_Exercise task A_
Rewrite the records beginning with the line containing "Examine the image above and determine whether any vertical" and going on through the line containing "left=96, top=85, right=224, bottom=180", replacing "named fields" with "labeled fields" and keeping everything else unchanged.

_Provided text_
** Start **

An organisational agent is crucial for enabling a structured delegation of duties and responsibilities, ensuring that individuals across various roles and with diverse mandates can effectively engage and utilize it.

Together with organisations such as the Chamber of Commerce, Tax Authority, Unifiedpost, and the Dutch Blockchain Coalition, and others, our team is working hard to build a feature-rich organisational agent application for corporates, public institutions, and governments bodies.

Understanding Wallets and Agents

When we talk about digital credentials, the terms “wallet” and “agent” are often used interchangeably, yet they serve distinct roles in the ecosystem. To clarify:

  • Wallets are digital repositories that securely store verifiable credentials or other digital assets. Think of them as the digital equivalent of a physical wallet holding your identity documents, certifications, and access cards.
    Wallets also provide the user interface through which individuals and organisations interact with their credentials, manage them, and present them when required.
  • Agents, on the other hand, act on behalf of the wallet’s owner to communicate, negotiate, and transact with other entities within the digital credential system. Agents facilitate the secure exchange of credentials between wallets, handle the complexities of cryptographic operations (like issuing, signing and verification), and ensure the integrity and confidentiality of the data exchanged.

So, while a wallet focuses on storage and the usage of credentials, an agent is the active component that operates within the network, executing tasks, making connections, and performing verifications.

Key Features of Organisational Agents

1. Issuance

  • Issuance: Organisations can digitally issue various types of credentials, such as professional certificates, workplace training and safety certificates, access badges, financial proofs, quality certifications for products and services, directly from their systems. This process involves creating a digital representation of the credential, signing it with the organisation’s cryptographic key to ensure authenticity, and then sending it to the recipient’s digital wallet.
  • Revocation: Should a credential become invalid (for reasons such as revocation of a license or annulment of a certificate), the organisation can update the credential’s status to reflect this change. Revoked credentials are flagged in verification processes, ensuring that only current and valid credentials are accepted.
  • Electronic Signing: The use of various DID methods and HSM-stored keys for the electronic signing of credentials guarantees the integrity and non-repudiation of these credentials.
  • Issuance via REST API: Provides organisations with the capability to issue or revoke credentials at scale through a RESTful API, enabling automated and efficient credential issuance or revocation directly from their systems through the organisational agent. This approach supports the dynamic generation of digital credentials, their authentication via cryptographic signatures, and the seamless distribution to recipients’ digital wallets, all facilitated programmatically to ensure scalability and adaptability to various organisational needs.
  • Automatic Sharing: Functionality for the automatic sharing (with prior consent) of certain public credential information, such as Chamber of Commerce number, address, email, VAT number, etc., streamlining the sharing process and enhancing transparency.

2. Management

  • Credential Management: Manage the credentials the organisation issues, including the design of credential schema definitions that outline the structure and requirements, the development of user interface forms for credential operations (creation, retrieval, update, deletion), and the establishment of lookup definitions for integration with Systems-of-Record or Line-of-Business systems to enable efficient data retrieval of credential data.

** End **

_Exercise task B_
Carry on the piece about organizational agents from the point where it stops.

Records from a data collection:
** Start **

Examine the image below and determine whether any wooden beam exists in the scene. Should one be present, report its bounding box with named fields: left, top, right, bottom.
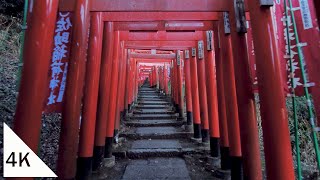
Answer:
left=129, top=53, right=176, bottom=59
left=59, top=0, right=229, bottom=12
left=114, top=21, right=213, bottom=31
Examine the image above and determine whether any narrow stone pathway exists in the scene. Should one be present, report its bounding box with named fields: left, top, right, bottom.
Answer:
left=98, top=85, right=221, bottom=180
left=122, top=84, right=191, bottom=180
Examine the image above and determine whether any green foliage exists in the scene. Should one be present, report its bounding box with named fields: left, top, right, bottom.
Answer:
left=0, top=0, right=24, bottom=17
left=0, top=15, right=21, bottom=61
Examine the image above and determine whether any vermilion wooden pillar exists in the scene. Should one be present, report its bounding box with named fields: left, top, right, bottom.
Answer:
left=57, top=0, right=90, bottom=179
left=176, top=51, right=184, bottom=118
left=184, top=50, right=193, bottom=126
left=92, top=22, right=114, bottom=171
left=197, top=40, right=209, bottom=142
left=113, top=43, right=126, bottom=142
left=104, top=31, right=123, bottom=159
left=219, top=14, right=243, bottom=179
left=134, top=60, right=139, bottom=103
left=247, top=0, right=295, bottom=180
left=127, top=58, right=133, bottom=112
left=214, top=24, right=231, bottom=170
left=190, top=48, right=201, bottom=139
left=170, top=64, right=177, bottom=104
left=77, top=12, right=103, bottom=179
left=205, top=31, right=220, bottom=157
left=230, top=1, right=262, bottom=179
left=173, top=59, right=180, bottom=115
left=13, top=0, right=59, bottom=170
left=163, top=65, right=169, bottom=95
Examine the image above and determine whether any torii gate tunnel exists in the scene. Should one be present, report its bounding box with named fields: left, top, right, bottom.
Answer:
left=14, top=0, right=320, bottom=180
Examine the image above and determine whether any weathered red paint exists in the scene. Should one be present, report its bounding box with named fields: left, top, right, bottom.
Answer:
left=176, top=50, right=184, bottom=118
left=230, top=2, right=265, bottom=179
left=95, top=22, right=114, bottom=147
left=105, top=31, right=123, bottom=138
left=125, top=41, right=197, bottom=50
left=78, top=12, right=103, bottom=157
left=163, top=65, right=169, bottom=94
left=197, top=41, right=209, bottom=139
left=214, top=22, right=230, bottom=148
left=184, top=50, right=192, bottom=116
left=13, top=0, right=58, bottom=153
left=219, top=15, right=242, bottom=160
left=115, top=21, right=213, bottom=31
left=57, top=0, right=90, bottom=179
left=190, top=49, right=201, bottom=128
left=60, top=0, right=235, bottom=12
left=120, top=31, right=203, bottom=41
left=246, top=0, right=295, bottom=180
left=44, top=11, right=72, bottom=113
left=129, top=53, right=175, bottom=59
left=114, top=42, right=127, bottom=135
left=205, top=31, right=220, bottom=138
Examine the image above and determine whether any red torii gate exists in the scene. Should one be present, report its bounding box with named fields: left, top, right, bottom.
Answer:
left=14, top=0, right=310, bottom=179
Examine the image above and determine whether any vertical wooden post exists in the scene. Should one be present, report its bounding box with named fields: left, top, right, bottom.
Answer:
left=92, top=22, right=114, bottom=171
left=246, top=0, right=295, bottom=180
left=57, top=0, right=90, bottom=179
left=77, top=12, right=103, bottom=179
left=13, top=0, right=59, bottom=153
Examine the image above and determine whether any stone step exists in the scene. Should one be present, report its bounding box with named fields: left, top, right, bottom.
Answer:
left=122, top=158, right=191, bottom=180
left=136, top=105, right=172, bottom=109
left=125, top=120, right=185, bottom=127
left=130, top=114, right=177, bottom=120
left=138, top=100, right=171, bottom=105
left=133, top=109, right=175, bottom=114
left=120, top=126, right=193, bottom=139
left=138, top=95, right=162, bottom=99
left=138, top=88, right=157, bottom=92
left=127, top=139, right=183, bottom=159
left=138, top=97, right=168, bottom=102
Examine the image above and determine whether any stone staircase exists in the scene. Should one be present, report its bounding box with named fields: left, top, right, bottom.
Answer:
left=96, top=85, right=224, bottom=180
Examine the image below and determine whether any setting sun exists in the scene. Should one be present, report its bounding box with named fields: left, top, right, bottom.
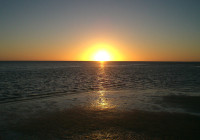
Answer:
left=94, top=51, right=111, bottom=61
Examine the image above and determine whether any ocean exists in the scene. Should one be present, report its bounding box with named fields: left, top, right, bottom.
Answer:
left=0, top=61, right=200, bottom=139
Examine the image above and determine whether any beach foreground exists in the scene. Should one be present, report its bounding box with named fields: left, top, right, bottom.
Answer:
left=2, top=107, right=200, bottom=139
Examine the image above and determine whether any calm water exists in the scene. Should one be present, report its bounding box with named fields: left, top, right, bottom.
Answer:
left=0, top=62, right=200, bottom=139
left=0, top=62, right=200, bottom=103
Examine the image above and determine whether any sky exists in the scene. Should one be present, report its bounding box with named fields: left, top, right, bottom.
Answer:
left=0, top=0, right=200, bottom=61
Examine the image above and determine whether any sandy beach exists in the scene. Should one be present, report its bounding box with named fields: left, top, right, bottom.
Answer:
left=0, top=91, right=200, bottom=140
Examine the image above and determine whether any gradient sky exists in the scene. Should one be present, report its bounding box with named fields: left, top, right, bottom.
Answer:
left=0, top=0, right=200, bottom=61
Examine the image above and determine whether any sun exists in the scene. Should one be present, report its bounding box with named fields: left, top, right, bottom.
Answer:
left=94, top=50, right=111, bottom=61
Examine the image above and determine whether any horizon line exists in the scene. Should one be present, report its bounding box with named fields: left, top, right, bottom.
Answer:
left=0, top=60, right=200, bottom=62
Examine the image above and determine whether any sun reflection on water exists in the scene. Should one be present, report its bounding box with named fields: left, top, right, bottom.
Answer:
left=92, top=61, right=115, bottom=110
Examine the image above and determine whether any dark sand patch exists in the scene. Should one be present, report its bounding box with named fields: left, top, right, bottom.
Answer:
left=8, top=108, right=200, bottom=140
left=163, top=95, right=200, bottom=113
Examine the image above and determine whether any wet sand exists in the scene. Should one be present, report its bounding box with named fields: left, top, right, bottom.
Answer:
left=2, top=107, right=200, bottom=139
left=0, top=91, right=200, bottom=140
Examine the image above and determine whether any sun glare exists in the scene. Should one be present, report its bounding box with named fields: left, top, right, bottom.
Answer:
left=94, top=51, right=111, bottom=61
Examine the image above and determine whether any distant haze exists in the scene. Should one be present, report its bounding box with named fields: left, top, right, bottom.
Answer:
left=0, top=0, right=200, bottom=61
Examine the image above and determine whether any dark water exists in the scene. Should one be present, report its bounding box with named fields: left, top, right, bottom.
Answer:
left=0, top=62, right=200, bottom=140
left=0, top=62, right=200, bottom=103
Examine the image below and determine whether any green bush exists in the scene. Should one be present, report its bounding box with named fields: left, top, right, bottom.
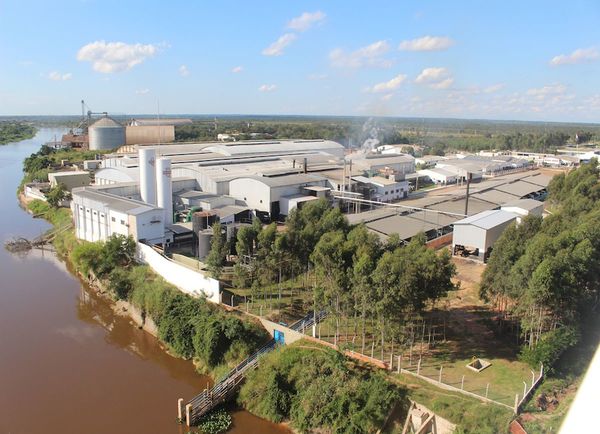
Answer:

** End **

_Result A_
Examine the image above and determine whether any vertical wooden post exists in the scene. Should one be present, report its bounding box with labeled fields: left, top, right, bottom.
Answer:
left=92, top=22, right=114, bottom=171
left=246, top=0, right=295, bottom=180
left=57, top=0, right=90, bottom=179
left=77, top=12, right=103, bottom=179
left=13, top=0, right=59, bottom=153
Examine the image above and determine whether any stone step exists in the scene. Should one be present, report its bounding box with labeled fields: left, top, right, bottom.
Answer:
left=122, top=158, right=191, bottom=180
left=136, top=105, right=172, bottom=109
left=125, top=120, right=185, bottom=127
left=130, top=114, right=177, bottom=120
left=138, top=100, right=171, bottom=105
left=133, top=109, right=175, bottom=114
left=120, top=126, right=193, bottom=139
left=138, top=95, right=162, bottom=99
left=138, top=88, right=157, bottom=92
left=127, top=139, right=183, bottom=159
left=138, top=97, right=168, bottom=102
Examine the image above and determine whether any stone staircase exists in the scene. Should one be present, report its bounding box with labeled fields: left, top, right, bottom.
Answer:
left=96, top=85, right=224, bottom=180

_Result B_
  • Monitoring and Lifecycle Management: Following issuance, organizations have the capability to monitor and manage these credentials effectively. This includes tracking their current status, updating information as necessary, and managing the lifecycle of each credential, such as renewals.
  • Presentation Definitions: Oversee the creation, update, and administration of Presentation Definitions within the DIF Presentation Exchange framework. This includes specifying the required credential information, detailing attributes and their proof mechanisms, and setting any necessary conditions or constraints to ensure that verification requests are precise, relevant, and secure.
  • Decentralized Identifiers (DIDs): Handling the creation, updating, and management of DIDs that anchor identities to the blockchain, enhancing security and trust in digital interactions.
  • Key Management: The secure management of public and private keys using Hardware Security Modules (HSMs), supporting regular key rotations, to maintain the highest levels of security and trustworthiness.

3. Verification

  • Requesting Credential Information: The initial and critical step in the verification process involves requesting the sharing of credential information. This is facilitated through the use of the DIF Presentation Exchange, employing a standardised method for credentials to be requested and shared. The process is grounded in a Presentation Definition, which specifies the exact information required.
  • Incoming Credential Verification: When a digital credentials is shared for verification (e.g., applying for a job, accessing a service), the organisation can instantly and automatically check the authenticity and validity of these credentials. This is done by verifying the digital signatures against the public keys of the issuers and checking the revocation status.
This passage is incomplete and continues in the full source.